WORK TO COMPLETE: Leave out every picture, and output exactly the lines from the line containing "tank in the photo above." through the last line of the data.
┏━━
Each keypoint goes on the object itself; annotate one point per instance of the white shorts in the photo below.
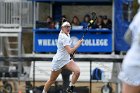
(58, 64)
(130, 73)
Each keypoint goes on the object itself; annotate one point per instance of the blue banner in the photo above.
(94, 41)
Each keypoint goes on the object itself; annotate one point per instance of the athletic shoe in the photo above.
(70, 89)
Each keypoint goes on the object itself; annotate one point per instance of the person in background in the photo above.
(130, 74)
(62, 20)
(75, 21)
(107, 22)
(86, 21)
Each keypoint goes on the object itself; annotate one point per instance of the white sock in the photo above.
(71, 84)
(44, 91)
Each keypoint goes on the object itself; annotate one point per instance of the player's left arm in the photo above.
(128, 36)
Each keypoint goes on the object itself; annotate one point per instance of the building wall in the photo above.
(78, 10)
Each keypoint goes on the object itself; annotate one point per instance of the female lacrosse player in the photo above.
(130, 74)
(61, 60)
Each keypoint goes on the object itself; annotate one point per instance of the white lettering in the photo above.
(40, 42)
(95, 42)
(47, 42)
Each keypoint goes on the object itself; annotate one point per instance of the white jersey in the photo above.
(62, 57)
(131, 63)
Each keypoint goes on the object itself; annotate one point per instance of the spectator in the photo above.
(99, 22)
(129, 74)
(107, 22)
(75, 21)
(86, 21)
(52, 25)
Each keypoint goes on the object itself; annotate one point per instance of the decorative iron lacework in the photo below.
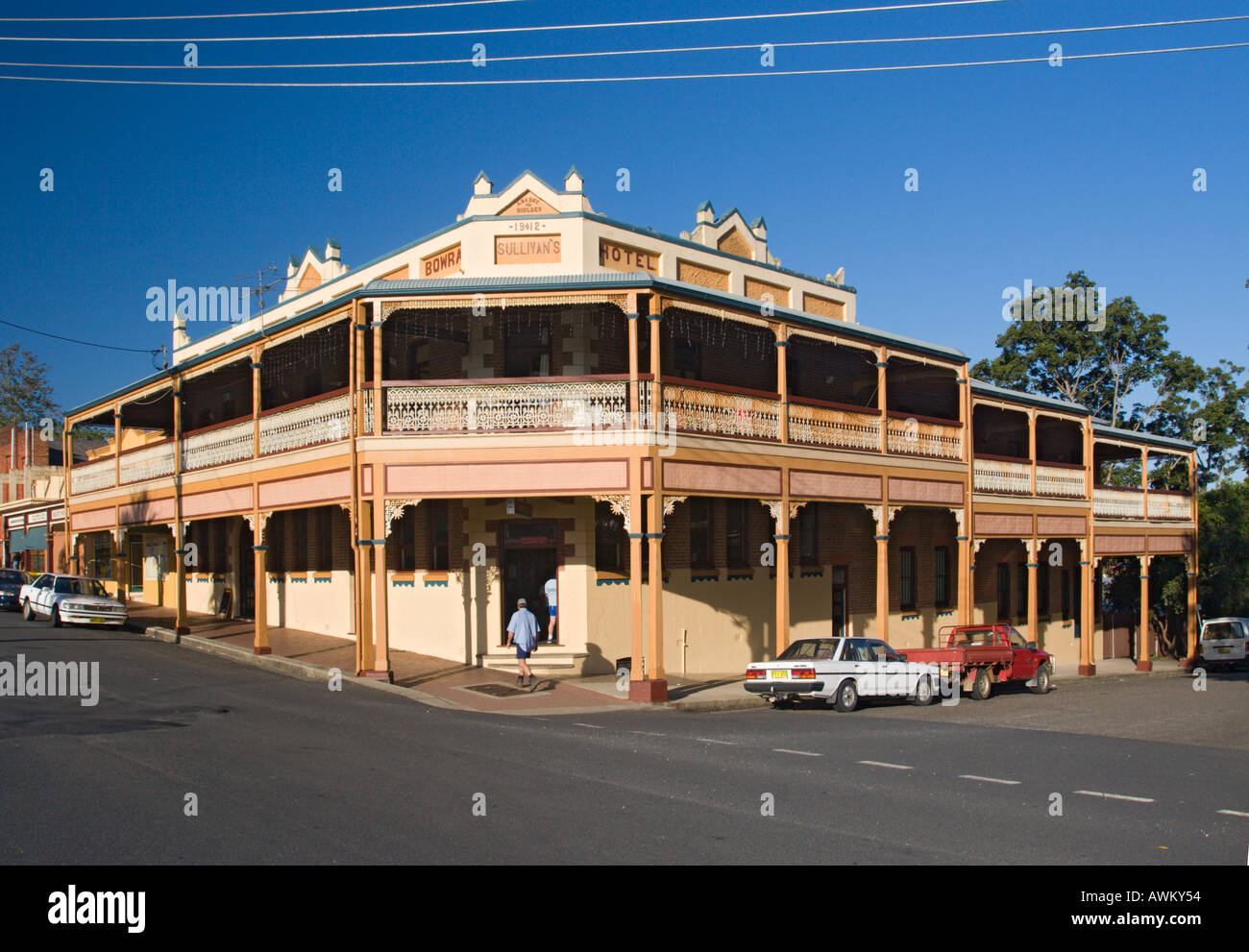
(148, 464)
(1002, 476)
(507, 406)
(217, 446)
(944, 443)
(707, 411)
(94, 476)
(1118, 503)
(1057, 481)
(823, 427)
(323, 421)
(1166, 506)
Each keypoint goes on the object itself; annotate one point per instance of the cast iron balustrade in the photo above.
(149, 462)
(507, 405)
(219, 445)
(1002, 475)
(1166, 503)
(91, 476)
(308, 423)
(837, 427)
(1118, 502)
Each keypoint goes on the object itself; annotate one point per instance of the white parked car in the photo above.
(70, 599)
(842, 671)
(1224, 641)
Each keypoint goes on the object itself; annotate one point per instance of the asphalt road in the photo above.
(286, 771)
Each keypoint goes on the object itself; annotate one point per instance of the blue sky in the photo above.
(1025, 171)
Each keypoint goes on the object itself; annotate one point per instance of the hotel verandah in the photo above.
(396, 452)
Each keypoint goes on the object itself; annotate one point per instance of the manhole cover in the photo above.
(498, 690)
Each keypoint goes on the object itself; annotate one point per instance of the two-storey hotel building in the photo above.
(706, 452)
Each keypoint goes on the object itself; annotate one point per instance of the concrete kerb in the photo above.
(287, 666)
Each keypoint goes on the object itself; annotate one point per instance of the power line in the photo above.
(753, 74)
(236, 16)
(488, 30)
(632, 53)
(86, 344)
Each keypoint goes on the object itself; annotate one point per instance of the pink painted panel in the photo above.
(306, 490)
(219, 501)
(925, 491)
(148, 511)
(92, 519)
(1002, 524)
(1118, 545)
(833, 485)
(466, 478)
(710, 477)
(1061, 525)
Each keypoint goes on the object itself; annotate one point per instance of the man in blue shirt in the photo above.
(523, 630)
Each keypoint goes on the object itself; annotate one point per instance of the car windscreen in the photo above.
(811, 649)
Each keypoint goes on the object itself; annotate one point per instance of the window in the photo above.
(735, 533)
(440, 528)
(275, 537)
(808, 533)
(908, 577)
(324, 539)
(941, 576)
(527, 353)
(404, 535)
(608, 539)
(687, 358)
(699, 533)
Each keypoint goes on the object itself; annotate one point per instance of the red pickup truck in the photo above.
(983, 655)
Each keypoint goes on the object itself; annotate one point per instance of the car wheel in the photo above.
(1043, 677)
(983, 685)
(923, 695)
(847, 696)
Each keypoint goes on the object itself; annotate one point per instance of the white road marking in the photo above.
(1115, 796)
(987, 780)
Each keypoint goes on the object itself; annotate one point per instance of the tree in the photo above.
(25, 393)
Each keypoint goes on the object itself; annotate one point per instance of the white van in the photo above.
(1223, 643)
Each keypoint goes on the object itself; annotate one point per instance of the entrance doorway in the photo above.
(246, 573)
(841, 602)
(529, 558)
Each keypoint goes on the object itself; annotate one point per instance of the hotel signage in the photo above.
(446, 261)
(623, 257)
(536, 250)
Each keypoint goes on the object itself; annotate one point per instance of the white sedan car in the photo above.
(842, 671)
(70, 599)
(1224, 641)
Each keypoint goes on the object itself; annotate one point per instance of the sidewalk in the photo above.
(466, 687)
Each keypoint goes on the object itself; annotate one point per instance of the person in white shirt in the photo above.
(551, 589)
(524, 631)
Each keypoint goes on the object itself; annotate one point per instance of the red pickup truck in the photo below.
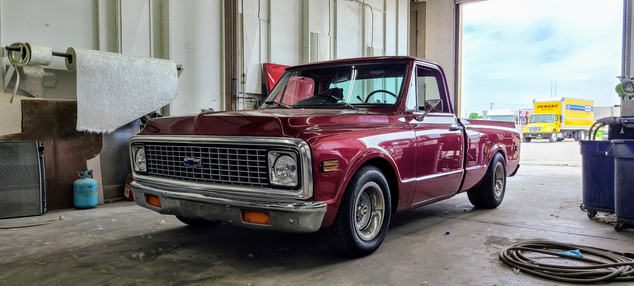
(338, 146)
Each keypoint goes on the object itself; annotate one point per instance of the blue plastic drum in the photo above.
(623, 152)
(597, 176)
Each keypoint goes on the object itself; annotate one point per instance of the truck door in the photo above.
(439, 141)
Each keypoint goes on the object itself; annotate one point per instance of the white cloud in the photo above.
(514, 49)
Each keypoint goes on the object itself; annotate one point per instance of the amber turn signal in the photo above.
(329, 166)
(255, 217)
(153, 200)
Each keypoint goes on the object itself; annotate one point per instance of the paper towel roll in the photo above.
(40, 55)
(114, 89)
(70, 62)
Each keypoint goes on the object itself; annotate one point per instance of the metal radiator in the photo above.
(22, 179)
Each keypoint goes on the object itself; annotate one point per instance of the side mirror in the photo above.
(433, 105)
(430, 105)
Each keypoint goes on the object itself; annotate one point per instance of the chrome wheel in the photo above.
(499, 180)
(369, 211)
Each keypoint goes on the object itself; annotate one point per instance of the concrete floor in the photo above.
(122, 244)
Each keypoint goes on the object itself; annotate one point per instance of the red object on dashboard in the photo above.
(272, 73)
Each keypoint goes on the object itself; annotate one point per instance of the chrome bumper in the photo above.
(285, 215)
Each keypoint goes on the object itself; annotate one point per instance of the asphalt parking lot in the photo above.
(445, 243)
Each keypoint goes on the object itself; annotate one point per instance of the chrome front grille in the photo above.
(217, 164)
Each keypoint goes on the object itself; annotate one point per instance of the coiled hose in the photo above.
(604, 266)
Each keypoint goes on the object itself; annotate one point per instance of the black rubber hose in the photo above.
(611, 265)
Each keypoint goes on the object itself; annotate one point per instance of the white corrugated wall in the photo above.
(192, 34)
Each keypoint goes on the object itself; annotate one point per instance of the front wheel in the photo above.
(490, 193)
(363, 215)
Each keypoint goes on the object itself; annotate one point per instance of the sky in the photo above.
(517, 50)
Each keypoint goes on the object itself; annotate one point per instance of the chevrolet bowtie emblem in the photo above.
(192, 162)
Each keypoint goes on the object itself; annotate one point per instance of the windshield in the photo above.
(507, 118)
(339, 86)
(541, 118)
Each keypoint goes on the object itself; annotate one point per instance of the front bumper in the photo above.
(284, 214)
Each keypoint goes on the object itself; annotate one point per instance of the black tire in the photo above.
(553, 137)
(619, 226)
(197, 222)
(591, 214)
(491, 191)
(363, 216)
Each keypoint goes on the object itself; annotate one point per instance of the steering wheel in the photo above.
(379, 90)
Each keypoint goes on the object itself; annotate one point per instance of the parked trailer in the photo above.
(556, 119)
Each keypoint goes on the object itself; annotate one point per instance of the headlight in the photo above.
(283, 169)
(139, 159)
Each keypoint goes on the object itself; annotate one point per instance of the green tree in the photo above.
(474, 115)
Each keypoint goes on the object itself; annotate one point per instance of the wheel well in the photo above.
(387, 170)
(503, 156)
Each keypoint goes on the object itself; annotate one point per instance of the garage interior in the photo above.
(218, 49)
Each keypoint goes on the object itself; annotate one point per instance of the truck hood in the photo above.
(269, 122)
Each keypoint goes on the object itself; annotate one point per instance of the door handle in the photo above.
(455, 127)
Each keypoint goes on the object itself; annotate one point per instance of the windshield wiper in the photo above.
(342, 101)
(279, 104)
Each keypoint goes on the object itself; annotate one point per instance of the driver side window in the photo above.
(427, 87)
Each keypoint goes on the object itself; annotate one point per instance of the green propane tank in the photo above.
(85, 190)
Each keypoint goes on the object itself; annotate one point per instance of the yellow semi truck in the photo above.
(556, 119)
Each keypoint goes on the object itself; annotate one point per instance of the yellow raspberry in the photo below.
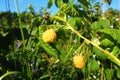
(79, 61)
(49, 36)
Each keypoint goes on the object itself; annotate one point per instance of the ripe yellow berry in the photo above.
┗━━
RESPONSE:
Each keypoint goes on the object itself; annotate one point per instance of the green propane tank in the photo above.
(85, 190)
Each keypoint goes on the object itself; annotate one point per instance of the yellow semi truck in the photo above.
(556, 119)
Each keypoint goes on the object itself; annotate one point per instance of the yellow raspberry in the photo below.
(79, 61)
(49, 36)
Each keypoint goes on the object itself; annotate one point per instance of the ripe yellow berry in the photo above.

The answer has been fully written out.